List every line in the rows below that contains the word "flowering", treating uppercase and lowercase as different.

** start Stored records **

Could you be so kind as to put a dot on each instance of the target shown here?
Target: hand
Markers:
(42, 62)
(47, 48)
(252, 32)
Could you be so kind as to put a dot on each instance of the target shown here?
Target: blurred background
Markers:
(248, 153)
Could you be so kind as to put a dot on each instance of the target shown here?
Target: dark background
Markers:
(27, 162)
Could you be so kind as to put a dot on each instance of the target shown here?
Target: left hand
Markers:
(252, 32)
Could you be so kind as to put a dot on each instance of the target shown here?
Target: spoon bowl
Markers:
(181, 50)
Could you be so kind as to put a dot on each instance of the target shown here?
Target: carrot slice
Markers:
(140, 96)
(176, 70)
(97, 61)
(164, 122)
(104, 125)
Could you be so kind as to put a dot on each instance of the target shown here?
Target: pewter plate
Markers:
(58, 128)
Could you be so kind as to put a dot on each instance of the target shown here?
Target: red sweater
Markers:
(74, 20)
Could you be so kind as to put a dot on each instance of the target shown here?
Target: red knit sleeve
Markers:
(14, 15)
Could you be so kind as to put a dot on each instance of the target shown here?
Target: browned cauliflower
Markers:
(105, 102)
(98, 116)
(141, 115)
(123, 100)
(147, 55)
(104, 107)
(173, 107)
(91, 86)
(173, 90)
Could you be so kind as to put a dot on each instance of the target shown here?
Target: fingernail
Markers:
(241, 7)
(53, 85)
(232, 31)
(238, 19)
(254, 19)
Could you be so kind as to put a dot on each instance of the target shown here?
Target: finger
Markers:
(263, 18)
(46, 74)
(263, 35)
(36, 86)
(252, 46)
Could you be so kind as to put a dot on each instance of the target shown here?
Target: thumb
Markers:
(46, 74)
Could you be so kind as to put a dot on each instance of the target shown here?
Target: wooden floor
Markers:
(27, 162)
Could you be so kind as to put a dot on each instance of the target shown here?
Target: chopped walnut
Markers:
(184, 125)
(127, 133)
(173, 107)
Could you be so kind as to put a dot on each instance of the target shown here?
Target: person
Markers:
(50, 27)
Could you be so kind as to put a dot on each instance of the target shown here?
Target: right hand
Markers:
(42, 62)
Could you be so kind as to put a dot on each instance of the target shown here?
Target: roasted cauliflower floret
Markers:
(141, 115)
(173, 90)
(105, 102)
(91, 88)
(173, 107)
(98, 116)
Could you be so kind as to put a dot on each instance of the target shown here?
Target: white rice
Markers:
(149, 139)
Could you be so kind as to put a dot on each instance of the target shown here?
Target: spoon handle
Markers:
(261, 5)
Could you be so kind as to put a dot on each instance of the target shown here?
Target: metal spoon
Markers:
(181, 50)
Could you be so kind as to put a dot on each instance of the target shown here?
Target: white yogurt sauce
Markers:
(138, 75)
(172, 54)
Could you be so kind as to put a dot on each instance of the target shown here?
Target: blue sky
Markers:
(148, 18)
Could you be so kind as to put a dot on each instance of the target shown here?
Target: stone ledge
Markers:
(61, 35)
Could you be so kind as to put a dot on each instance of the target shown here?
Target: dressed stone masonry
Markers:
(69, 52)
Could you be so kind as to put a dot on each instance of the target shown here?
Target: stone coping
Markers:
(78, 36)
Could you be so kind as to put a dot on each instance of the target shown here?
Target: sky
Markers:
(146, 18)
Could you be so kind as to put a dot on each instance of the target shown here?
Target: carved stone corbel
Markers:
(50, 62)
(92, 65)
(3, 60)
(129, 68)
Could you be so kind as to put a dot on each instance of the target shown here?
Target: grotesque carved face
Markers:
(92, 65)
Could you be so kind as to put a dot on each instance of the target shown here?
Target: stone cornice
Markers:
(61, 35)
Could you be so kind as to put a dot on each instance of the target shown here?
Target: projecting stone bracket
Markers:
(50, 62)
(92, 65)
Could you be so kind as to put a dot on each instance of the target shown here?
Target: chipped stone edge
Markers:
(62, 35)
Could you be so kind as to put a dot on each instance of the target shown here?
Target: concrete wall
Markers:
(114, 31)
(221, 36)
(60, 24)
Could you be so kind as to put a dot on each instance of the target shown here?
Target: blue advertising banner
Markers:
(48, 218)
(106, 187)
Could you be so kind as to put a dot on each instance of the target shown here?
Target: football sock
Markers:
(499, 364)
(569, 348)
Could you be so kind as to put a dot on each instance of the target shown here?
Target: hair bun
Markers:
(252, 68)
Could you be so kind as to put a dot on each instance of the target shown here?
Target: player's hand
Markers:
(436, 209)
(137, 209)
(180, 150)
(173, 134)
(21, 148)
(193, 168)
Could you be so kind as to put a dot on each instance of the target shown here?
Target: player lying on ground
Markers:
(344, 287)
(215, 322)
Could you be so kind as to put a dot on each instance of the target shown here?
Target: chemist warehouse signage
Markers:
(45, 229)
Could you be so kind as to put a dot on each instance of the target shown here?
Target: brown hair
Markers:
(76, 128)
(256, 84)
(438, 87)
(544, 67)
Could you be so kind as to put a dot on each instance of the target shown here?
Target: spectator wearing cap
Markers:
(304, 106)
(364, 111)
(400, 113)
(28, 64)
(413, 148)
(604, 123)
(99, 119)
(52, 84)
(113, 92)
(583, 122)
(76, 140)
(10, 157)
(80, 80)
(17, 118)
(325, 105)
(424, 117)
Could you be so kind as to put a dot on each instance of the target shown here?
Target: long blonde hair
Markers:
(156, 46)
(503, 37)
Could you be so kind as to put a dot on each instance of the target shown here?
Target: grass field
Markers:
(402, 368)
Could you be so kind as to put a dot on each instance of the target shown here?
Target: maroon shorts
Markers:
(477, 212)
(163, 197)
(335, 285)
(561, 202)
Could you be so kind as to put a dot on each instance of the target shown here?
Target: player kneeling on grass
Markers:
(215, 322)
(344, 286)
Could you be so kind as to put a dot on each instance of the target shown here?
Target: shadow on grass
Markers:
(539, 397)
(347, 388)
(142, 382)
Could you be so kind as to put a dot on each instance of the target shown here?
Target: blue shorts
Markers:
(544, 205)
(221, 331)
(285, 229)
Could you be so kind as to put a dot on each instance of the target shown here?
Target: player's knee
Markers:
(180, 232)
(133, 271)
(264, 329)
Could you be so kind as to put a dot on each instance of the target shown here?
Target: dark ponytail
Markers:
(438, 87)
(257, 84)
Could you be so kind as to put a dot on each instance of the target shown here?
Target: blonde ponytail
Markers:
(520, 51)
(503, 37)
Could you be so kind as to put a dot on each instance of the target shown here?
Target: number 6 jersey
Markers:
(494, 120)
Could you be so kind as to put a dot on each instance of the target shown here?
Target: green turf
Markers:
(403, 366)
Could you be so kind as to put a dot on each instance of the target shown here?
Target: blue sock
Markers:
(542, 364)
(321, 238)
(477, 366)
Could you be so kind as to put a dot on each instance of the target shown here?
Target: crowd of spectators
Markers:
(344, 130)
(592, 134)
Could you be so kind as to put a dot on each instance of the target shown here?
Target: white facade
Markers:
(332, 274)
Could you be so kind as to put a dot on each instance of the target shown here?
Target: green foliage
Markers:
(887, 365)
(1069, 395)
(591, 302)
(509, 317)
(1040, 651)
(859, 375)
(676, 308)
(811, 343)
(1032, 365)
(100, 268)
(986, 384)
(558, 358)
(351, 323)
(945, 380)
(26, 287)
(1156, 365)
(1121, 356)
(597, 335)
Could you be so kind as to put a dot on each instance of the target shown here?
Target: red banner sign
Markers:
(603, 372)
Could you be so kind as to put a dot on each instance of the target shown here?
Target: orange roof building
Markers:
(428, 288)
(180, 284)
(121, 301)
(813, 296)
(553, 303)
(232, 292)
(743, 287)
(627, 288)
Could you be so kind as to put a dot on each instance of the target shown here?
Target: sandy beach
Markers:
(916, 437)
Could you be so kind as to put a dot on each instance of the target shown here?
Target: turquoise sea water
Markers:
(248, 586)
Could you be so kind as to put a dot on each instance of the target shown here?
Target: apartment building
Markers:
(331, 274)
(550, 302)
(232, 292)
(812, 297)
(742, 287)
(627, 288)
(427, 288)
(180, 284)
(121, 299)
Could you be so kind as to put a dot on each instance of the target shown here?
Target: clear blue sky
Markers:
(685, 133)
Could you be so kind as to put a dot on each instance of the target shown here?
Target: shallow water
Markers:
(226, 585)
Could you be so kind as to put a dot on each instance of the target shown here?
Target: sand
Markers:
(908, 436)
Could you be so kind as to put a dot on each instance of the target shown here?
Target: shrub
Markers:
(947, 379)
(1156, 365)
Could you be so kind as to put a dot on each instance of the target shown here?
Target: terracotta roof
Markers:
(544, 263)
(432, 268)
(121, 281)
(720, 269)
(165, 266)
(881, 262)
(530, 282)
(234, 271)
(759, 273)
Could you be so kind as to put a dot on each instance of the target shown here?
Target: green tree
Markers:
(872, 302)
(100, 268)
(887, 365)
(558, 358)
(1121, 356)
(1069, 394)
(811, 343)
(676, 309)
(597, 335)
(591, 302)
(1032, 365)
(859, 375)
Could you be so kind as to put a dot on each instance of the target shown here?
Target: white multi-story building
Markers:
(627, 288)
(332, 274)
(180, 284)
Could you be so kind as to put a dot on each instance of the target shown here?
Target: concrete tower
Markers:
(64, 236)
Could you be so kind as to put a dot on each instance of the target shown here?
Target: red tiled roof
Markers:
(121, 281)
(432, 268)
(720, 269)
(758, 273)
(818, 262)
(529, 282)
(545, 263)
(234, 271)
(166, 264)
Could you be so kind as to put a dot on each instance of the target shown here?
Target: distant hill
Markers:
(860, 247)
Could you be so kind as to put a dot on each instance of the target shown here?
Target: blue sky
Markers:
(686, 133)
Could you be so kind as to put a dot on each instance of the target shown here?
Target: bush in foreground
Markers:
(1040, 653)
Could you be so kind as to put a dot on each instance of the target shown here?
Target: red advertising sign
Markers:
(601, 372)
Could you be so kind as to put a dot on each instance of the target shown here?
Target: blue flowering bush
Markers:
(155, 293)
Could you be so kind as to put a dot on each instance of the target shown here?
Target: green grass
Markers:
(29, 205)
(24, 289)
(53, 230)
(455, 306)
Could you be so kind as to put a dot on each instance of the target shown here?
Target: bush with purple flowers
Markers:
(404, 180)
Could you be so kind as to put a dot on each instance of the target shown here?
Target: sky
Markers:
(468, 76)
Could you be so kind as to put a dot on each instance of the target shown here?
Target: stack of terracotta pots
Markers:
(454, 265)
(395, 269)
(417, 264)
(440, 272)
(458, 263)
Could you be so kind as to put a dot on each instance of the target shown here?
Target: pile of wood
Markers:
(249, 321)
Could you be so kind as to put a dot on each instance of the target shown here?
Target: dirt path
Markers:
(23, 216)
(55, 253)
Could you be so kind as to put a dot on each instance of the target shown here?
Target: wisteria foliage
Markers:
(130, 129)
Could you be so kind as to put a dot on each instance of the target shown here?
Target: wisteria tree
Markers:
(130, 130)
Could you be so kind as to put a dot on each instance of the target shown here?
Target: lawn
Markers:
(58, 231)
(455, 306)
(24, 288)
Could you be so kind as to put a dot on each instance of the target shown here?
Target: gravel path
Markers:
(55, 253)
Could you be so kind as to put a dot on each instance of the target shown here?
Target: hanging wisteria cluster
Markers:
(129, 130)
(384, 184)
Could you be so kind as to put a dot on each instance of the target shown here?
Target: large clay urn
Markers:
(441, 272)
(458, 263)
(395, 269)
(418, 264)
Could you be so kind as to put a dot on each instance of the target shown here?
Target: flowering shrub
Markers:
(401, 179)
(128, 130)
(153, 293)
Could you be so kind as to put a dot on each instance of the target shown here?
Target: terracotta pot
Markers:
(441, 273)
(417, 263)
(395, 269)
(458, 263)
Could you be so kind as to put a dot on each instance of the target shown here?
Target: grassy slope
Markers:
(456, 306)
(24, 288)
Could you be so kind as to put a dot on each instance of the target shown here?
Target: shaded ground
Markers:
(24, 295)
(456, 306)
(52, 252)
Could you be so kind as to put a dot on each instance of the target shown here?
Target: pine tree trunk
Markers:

** end Stored records **

◆ Worked solution:
Target: blue flowering bush
Target: flowering shrub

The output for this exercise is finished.